LISTED ENTRIES
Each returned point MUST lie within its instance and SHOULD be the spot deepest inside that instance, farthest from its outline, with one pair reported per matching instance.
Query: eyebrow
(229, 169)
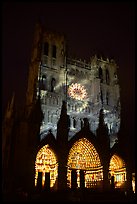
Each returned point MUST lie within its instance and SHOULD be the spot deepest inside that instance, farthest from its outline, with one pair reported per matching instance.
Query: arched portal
(83, 158)
(117, 169)
(46, 162)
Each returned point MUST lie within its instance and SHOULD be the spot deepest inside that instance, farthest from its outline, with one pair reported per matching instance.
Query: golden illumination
(46, 162)
(83, 156)
(77, 91)
(118, 170)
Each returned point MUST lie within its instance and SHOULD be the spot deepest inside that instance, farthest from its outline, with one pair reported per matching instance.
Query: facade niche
(107, 77)
(100, 75)
(53, 82)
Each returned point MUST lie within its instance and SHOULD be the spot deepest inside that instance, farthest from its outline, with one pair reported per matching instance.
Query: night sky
(105, 29)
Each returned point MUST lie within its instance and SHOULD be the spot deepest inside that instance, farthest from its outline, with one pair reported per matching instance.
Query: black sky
(107, 29)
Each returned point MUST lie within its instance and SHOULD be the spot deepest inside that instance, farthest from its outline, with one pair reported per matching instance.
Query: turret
(104, 148)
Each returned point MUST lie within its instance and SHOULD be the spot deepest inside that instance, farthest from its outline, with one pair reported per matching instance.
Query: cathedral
(66, 135)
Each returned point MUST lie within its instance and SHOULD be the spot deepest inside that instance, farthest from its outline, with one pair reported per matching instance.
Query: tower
(87, 86)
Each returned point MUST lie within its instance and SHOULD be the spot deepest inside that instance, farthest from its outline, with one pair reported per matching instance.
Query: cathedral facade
(87, 87)
(66, 135)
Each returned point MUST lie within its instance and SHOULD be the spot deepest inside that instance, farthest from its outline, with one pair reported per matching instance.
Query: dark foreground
(71, 196)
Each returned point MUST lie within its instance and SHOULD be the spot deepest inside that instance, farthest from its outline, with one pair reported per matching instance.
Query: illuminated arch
(83, 156)
(117, 169)
(46, 162)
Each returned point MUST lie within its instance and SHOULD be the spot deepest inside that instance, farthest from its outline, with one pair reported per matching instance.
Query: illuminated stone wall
(98, 78)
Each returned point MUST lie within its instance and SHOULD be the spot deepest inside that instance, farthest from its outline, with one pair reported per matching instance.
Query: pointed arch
(84, 157)
(117, 169)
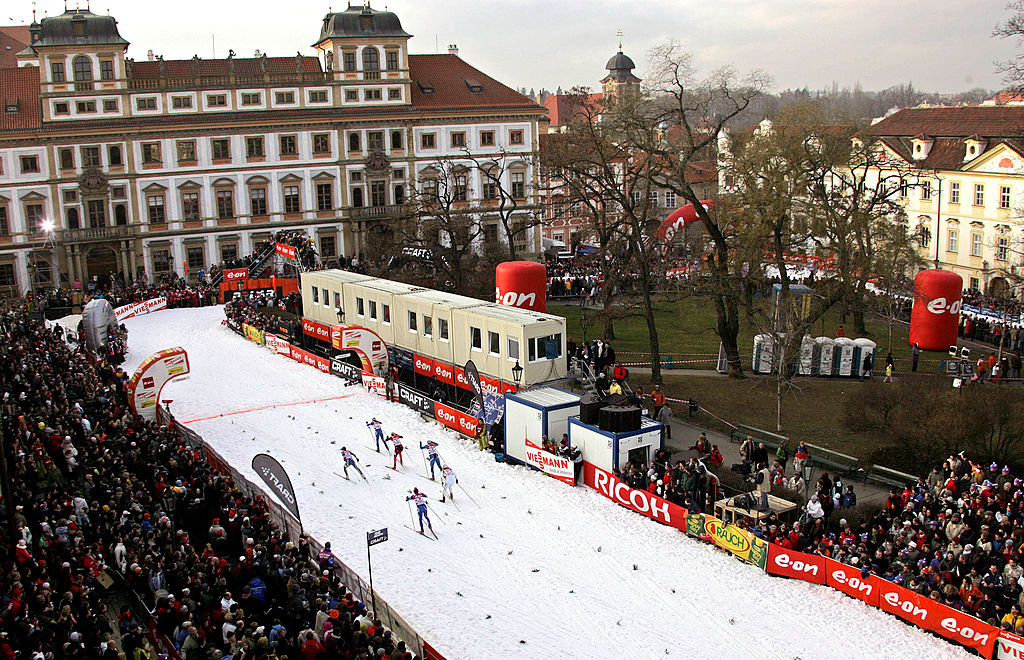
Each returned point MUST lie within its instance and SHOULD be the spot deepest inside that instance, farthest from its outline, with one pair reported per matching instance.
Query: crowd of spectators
(250, 308)
(108, 503)
(955, 536)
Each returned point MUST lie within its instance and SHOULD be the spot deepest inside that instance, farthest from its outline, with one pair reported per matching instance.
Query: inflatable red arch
(680, 218)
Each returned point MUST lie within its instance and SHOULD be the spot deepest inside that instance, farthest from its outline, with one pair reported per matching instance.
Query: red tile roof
(13, 39)
(19, 87)
(243, 67)
(448, 75)
(562, 107)
(989, 122)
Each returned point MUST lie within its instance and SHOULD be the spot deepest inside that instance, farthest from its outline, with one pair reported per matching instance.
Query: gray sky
(940, 45)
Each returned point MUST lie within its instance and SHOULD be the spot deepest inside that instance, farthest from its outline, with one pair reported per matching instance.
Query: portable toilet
(825, 349)
(844, 356)
(763, 353)
(805, 365)
(863, 347)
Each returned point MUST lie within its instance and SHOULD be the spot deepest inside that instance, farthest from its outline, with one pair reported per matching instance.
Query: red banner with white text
(316, 331)
(810, 568)
(461, 422)
(639, 500)
(235, 274)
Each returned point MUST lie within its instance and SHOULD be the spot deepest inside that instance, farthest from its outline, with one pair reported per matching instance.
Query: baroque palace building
(146, 168)
(963, 172)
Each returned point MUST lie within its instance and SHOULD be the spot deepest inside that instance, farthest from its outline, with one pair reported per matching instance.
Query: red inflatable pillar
(935, 316)
(521, 283)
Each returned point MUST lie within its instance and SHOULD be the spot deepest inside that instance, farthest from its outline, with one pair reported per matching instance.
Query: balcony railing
(89, 234)
(214, 82)
(389, 211)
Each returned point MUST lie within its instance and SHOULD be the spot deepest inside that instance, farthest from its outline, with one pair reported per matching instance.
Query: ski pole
(435, 514)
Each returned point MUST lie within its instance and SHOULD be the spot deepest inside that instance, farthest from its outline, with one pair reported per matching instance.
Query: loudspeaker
(590, 409)
(609, 419)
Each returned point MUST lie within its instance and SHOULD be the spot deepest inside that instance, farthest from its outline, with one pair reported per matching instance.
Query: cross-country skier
(432, 456)
(350, 459)
(375, 424)
(398, 448)
(421, 509)
(449, 480)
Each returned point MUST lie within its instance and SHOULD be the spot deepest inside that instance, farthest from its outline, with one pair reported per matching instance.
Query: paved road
(684, 435)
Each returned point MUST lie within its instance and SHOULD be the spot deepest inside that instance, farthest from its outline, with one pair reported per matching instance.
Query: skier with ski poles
(449, 481)
(350, 459)
(421, 509)
(375, 424)
(398, 448)
(431, 448)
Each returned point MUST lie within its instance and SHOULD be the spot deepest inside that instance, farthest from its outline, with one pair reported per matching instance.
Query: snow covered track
(539, 569)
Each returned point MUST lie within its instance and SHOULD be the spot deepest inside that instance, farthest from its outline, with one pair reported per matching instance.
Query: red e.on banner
(936, 617)
(461, 422)
(849, 580)
(810, 568)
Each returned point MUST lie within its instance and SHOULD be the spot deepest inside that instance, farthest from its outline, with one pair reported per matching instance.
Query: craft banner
(557, 467)
(735, 539)
(276, 479)
(639, 500)
(137, 309)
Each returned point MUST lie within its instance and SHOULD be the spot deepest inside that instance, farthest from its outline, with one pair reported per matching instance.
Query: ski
(424, 534)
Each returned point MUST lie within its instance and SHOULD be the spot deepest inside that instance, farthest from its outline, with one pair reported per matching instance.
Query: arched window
(371, 58)
(83, 69)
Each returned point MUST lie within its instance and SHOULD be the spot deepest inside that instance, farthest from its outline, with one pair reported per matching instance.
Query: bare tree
(690, 113)
(1013, 28)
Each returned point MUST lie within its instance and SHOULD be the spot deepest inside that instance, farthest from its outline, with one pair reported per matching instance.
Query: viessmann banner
(137, 309)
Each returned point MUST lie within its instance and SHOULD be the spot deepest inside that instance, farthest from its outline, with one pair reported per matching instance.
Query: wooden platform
(729, 514)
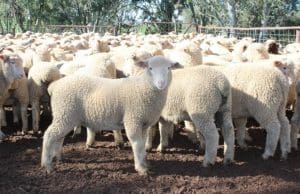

YOUR GOAL
Restate the data word for word, minus any images.

EXPECTED ANSWER
Each returned point MUST lie within its instance and SHOULD be the spot deepest inside that instance, farthest from its outline, with one pair reported per matching instance.
Query: eyebrow
(229, 169)
Each returned point MUST lie within its instance and SHOULD be the spot deepest inside that instance, farthest from its outline, with one pair reported per matching instance.
Query: arched portal
(83, 158)
(117, 169)
(46, 162)
Each returned point MUST lie within its instance and SHOULD be the spot deepest inside that instance, farthest from its outline, with one pair reported per matching instance.
Query: golden illumination
(46, 162)
(83, 156)
(77, 91)
(118, 170)
Each returned point MUST lie within its instance and SHOULD be the spot deepest inside that instance, farthest from its outline, with one pair reported per matching instance.
Query: facade niche
(107, 77)
(100, 75)
(53, 82)
Each returned point MUST lie within its instance and SHOULD be the spot deepest inside that instance, farthest from its outline, with one pair reported per matching instance.
Query: night sky
(105, 29)
Each returned point MUST lie within its instance and SHOULD be the spot deepest inside that instance, farthest from its outline, with one pair reported per matching instance.
Query: black sky
(107, 29)
Each returned point MUST lie within its instance and SHOULD be the spot deepest inside that instance, farthest from its outline, with one pair reported per matching instance.
Query: turret
(104, 148)
Each returned point MUST lie within its instance and SHOULD be the spot deepest inside that instance, farthest from its outline, with one pair reported per matching instance.
Query: cathedral
(66, 135)
Each returned point MUST lie within its instance and SHOULD be the spot deepest inside that instance, farthest from its outline, with one pair reported per matching instance.
Query: tower
(87, 86)
Each returned point MUST lie within its instance and SHOULD be the spot deepest inside that instance, farthest from its outline, with one pair reported per matching instance.
Query: cathedral facade
(87, 87)
(66, 135)
Each returned point MUST lie within its instance and SHOULD be the spot deepest inside that instance, farthest from its outline, with one pair reported per matching instance.
Query: dark foreground
(71, 196)
Each returned point MUST lie within its instance and SHOULD be the spot deepest inside that instance, farthest from its outline, with one pair reported per matching instance.
Query: illuminated arch
(83, 156)
(117, 169)
(46, 162)
Each returned point MUST lie within its instance and SHOULD be the spot deepest inside that instance, farthest from its outline, with one pair reported per matching instance.
Query: illuminated stone wall
(98, 78)
Each returned point MUST lie within its instance and SHOULD be the spot deepest inside that instance, farthest from its outline, with one pair reported per matching instance.
Query: pointed arch
(84, 157)
(117, 169)
Each returned point MUST lie within its instance and SHOULD be the spot deepest inside that instance, farthest from its outline, with one pair reported per matching instance.
Query: crowd of spectators
(250, 308)
(108, 503)
(955, 536)
Each returned point MUST lie within its instance and SHOULD be the spot deepest inside that instance, farthest from its outline, with one pair reported per matching instance.
Query: inflatable red arch
(680, 218)
Each returned point MUST lie within its instance and SHOULD be the spot deepest inside that instance, farthest from its outline, with one pair reported per matching instance.
Query: red tile roof
(13, 39)
(19, 87)
(243, 67)
(448, 75)
(562, 107)
(989, 122)
Each returned point MUST lie within its instance and SHOULD be the spot deepest inside that instance, farthest from its outline, with one pair reported per matching instance.
Query: gray sky
(940, 45)
Each returned point MUST lie within its instance and SHOULD be the spot deepest inside that instance, farthest from its outline, with one pair reported per matching instance.
Query: portable toilet
(825, 349)
(844, 356)
(763, 353)
(805, 365)
(863, 347)
Each returned point MUST lie within its instance and SHOULD be the spot deepest inside that instance, farthest from its outline, with one pair reported per matching instance.
Query: red banner with white text
(316, 331)
(810, 568)
(461, 422)
(639, 500)
(235, 274)
Each returned point MUST lie within its instance and SHOULD be the spot deepest inside that instance, farthest from its outline, with one pair reported per matching instance.
Query: baroque palace building
(146, 168)
(963, 172)
Each returned point MUST lie within its instance and SHOULD be the spot deepest inside that instance, farthest from its outline, with one pair reported per matching instance.
Query: red inflatable pillar
(935, 316)
(521, 283)
Each returned point MUST lie within its instance and SHOULD be the spot deepest inside that instance, farthest from its outline, with one pair reported per matching instance.
Query: balcony railing
(89, 234)
(214, 82)
(389, 211)
Each returned point MUST lie within its instance and SHOULD be the spot deepest inside that instance, farthest from its outline, with one pair reported per matching instance.
Query: ski pole
(435, 514)
Each returned point MUST lie within its instance and SHOULD be the spot deepest inside that instance, farthest from its outline, with one pair reported per matching instance.
Query: loudspeaker
(590, 409)
(609, 419)
Each returned point MUST lie within its instance and SHOULD be the spot deepest inside that instance, farthest from its outline, with one pair reported per matching instance.
Query: cross-country skier
(432, 456)
(350, 459)
(375, 424)
(398, 448)
(421, 509)
(449, 480)
Each returned point MUST lie within its instance and SHOULD be the spot deepest inside that instance, farthest from its outline, with one pair reported per matching instance.
Query: paved road
(684, 435)
Each returned point MUST lie within its instance and SHOULD be the spot deepest inside that instance, farthest from its outline, with one pair reported per matching instance.
Query: skier with ski poles
(449, 481)
(350, 459)
(421, 509)
(375, 424)
(398, 448)
(431, 448)
Each returned point MUST lie within its instance and SHOULD be the spot deepest inside that instance, farthest from its outline, with one pair reported per matching instance.
Query: snow covered track
(539, 569)
Each returned point MUST lie within its instance and SHOULD be the spot deepest inside that instance, farthest from its outline, with one pair reported per matching instance.
Query: red e.on banner
(936, 617)
(461, 422)
(849, 580)
(810, 568)
Each returned point MUST lie within its instance and SHOULD be the spot deepest inside that instance, farthest from its outline, with one pair reported per matching instance.
Query: craft banner
(557, 467)
(735, 539)
(276, 479)
(639, 500)
(137, 309)
Each returned point MUST lie within its instance and SHOULD be the spot deepest inside that instance, farthest from its outline, with one pair reported per matching instance.
Query: ski
(424, 534)
Each returned point MUST lie within its instance and SHOULD be the spot deepest inside that instance, farthest from its outline, with one pair reported per matching instance.
Query: arched window
(371, 58)
(83, 69)
Each returned point MUST lie within its instance and SHOULD be the spot deepest inside that instance, farthest from its outline, with one pair reported per matching instance.
Query: bare tree
(690, 113)
(1013, 28)
Each returned point MUST lie within its instance and SHOULD be the spot deepest inside that instance, farthest from its outline, with one pair reported per matching instance.
Query: viessmann banner
(137, 309)
Each returned point MUST lie within its instance and SHOULD be the spot deepest inside that instance, farthest from its outline, with one pair reported per matching instance.
Query: wooden platform
(729, 514)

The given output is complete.